> **Énoncé 1**
Répondez d'après le texte sur l'album de l'Ensemble Reflets :
(a) Entre quelles deux époques les reflets poétiques de l'album se tissent-ils ?
(b) Pour quel instrument la Romance oubliée est-elle écrite ?
(c) Combien de sonnets de Pétrarque le texte mentionne-t-il ?
> **Énoncé 2**
Pour chaque affirmation, indiquez par oui ou par non si elle concorde avec le texte sur l'album de l'Ensemble Reflets, en citant les mots qui tranchent.
(a) Selon Franz Liszt, la musique imite.
(b) Lili Boulanger est présentée comme une compositrice trop peu connue.
(c) La Romance oubliée est qualifiée d'exaltante.
> **Énoncé 3**
Recopiez sans rien changer le passage du texte sur l'album de l'Ensemble Reflets qui commence par les mots contenant « Pour Franz Liszt, la » et se termine par « connue Lili Boulanger. ».

> **Texte fourni**
= = = = =
Visions poétiques de l'Ensemble Reflets
Les Reflets poétiques de cet album se tissent entre ses deux parties, entre l’époque romantique et un langage plus moderne du début du XXème siècle, un compositeur légendaire et une compositrice trop méconnue.
Pour Franz Liszt, la musique n’imite pas, elle exprime : « Elle est un langage psychologique auquel les habitudes poétiques peuvent seules faire trouver un sens », habitudes qui se retrouvent dans les 3 sonnets de Pétrarque -magnifiques chants d’amour aux modulations et à la richesse de couleurs incroyables-, autant que dans la mélancolique Romance oubliée pour alto, et dans les œuvres exaltantes -tout aussi poétiques- de la trop peu connue Lili Boulanger.
= = = = =
> **Jeu de données**
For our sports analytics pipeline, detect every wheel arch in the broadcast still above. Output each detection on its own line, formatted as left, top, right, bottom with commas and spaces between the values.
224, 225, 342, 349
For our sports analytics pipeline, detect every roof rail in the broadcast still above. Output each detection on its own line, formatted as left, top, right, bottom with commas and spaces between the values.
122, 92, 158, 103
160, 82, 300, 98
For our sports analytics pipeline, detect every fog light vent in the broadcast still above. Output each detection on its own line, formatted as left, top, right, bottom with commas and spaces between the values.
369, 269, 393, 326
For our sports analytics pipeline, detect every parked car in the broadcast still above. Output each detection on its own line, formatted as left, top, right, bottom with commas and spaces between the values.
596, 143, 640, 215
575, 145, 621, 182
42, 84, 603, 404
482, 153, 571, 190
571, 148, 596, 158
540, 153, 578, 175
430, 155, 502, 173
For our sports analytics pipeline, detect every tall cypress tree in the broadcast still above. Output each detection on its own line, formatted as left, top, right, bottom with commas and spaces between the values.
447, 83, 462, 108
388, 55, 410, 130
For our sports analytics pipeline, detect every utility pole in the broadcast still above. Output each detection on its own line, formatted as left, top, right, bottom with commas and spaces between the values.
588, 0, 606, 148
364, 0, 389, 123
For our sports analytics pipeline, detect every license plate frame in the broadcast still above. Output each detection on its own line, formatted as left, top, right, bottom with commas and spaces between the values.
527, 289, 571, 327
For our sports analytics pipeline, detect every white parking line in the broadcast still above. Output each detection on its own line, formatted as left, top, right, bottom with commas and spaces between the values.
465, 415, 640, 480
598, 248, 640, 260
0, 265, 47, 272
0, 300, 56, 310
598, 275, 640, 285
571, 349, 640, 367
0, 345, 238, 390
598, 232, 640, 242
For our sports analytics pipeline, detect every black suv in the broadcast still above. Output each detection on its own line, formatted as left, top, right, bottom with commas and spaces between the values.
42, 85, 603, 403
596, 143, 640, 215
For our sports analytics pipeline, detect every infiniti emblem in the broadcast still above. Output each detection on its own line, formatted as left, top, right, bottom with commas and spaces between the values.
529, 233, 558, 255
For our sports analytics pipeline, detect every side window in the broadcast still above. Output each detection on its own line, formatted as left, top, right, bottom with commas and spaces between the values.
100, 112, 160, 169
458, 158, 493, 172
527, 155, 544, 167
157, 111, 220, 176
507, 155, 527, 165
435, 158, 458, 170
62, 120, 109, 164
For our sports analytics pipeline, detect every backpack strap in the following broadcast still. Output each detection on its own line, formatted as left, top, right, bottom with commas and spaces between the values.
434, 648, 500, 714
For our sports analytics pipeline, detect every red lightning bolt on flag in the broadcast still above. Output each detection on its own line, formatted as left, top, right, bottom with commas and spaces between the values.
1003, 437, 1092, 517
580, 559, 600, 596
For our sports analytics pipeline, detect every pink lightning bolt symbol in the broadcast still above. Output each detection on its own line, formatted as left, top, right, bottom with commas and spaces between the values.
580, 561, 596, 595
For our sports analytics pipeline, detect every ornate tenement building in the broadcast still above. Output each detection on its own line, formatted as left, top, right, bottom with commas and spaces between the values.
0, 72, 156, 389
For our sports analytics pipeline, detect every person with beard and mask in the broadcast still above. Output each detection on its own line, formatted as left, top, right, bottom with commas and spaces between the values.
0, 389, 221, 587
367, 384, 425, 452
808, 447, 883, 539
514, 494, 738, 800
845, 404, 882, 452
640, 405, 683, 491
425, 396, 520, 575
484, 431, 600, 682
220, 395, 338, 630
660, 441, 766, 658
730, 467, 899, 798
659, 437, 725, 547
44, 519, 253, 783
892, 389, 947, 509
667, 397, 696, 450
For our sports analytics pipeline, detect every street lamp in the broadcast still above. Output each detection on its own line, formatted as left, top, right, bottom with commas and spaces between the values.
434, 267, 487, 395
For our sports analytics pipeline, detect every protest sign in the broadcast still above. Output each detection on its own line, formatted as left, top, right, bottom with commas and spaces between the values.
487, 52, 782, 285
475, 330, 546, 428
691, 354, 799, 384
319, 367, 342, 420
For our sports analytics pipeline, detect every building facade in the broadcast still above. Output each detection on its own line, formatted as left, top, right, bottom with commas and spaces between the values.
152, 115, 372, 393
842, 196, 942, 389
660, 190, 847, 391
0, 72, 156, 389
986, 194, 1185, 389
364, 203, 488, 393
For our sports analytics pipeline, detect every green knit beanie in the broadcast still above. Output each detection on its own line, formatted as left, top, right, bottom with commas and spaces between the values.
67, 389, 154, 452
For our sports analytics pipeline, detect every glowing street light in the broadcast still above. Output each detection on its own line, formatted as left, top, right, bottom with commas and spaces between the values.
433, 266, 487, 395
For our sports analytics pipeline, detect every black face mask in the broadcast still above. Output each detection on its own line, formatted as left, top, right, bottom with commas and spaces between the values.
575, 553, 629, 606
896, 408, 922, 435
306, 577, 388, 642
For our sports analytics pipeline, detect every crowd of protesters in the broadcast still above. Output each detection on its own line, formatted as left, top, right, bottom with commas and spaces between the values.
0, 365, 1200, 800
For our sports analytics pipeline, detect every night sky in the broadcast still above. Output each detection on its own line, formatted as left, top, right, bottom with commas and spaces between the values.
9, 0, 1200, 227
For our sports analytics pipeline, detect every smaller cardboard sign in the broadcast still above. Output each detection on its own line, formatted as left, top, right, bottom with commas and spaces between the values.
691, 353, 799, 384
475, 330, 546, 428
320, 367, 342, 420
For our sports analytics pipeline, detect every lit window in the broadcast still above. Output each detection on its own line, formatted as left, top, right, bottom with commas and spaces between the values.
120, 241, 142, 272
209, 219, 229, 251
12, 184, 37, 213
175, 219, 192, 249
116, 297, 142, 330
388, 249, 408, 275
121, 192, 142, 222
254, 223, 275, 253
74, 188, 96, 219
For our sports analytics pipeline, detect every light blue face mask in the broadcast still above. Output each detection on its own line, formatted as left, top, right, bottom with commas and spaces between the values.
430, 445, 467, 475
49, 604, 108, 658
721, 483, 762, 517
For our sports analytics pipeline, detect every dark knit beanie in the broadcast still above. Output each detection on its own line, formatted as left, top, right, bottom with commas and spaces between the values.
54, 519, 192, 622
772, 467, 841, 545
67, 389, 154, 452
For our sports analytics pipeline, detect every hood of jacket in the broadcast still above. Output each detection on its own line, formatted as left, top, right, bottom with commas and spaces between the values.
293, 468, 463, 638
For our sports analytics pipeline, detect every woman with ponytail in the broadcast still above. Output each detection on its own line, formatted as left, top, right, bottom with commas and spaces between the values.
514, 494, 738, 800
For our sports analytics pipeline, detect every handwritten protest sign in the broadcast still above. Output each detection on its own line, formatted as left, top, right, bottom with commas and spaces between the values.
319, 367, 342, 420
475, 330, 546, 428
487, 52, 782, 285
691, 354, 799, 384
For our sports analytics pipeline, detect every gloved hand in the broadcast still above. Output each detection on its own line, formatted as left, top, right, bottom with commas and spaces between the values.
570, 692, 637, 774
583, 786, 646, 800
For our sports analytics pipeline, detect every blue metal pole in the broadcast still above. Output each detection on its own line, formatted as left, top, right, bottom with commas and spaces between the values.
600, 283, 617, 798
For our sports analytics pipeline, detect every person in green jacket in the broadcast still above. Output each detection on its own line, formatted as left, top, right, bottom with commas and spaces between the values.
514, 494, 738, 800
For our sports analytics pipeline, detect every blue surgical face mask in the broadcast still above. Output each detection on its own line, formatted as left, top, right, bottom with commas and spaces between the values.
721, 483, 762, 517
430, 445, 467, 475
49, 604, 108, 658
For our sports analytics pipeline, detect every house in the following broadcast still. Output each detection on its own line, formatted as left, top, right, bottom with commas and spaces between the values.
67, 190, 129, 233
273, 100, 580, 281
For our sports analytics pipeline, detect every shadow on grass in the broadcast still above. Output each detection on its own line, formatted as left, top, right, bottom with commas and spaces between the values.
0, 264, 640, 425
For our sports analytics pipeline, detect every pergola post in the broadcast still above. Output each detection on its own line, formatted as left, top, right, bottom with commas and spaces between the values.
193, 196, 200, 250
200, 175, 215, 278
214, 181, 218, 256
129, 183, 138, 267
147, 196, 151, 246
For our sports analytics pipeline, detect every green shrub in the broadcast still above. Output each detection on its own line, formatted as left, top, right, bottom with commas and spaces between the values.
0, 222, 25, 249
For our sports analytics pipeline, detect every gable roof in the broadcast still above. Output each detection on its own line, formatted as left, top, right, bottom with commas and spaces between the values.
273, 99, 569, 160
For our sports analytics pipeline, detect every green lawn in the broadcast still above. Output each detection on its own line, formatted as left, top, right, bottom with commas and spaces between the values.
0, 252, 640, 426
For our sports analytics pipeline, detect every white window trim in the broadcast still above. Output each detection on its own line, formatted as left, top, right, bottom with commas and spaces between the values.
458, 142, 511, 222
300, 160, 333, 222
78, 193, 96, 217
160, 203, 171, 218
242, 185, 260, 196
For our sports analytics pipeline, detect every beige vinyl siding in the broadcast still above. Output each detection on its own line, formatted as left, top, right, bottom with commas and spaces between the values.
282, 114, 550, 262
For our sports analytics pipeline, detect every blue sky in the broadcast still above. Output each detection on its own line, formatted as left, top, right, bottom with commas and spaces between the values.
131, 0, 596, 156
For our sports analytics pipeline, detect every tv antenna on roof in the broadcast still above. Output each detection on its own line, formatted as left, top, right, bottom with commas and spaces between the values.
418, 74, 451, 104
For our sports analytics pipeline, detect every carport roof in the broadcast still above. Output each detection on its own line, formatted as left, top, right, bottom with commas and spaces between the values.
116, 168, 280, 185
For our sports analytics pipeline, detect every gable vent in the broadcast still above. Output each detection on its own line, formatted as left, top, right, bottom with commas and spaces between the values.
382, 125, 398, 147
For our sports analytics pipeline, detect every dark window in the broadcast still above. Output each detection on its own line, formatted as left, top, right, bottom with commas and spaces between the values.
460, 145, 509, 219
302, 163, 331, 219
= = = = =
> **Résultat obtenu 1**
(a) Entre l'époque romantique et un langage plus moderne du début du XXe siècle.
(b) Pour alto.
(c) Trois.

> **Résultat obtenu 2**
(a) Non : « la musique n’imite pas, elle exprime ».
(b) Oui : « de la trop peu connue Lili Boulanger ».
(c) Non : « la mélancolique Romance oubliée pour alto ».

> **Résultat obtenu 3**
Pour Franz Liszt, la musique n’imite pas, elle exprime : « Elle est un langage psychologique auquel les habitudes poétiques peuvent seules faire trouver un sens », habitudes qui se retrouvent dans les 3 sonnets de Pétrarque -magnifiques chants d’amour aux modulations et à la richesse de couleurs incroyables-, autant que dans la mélancolique Romance oubliée pour alto, et dans les œuvres exaltantes -tout aussi poétiques- de la trop peu connue Lili Boulanger.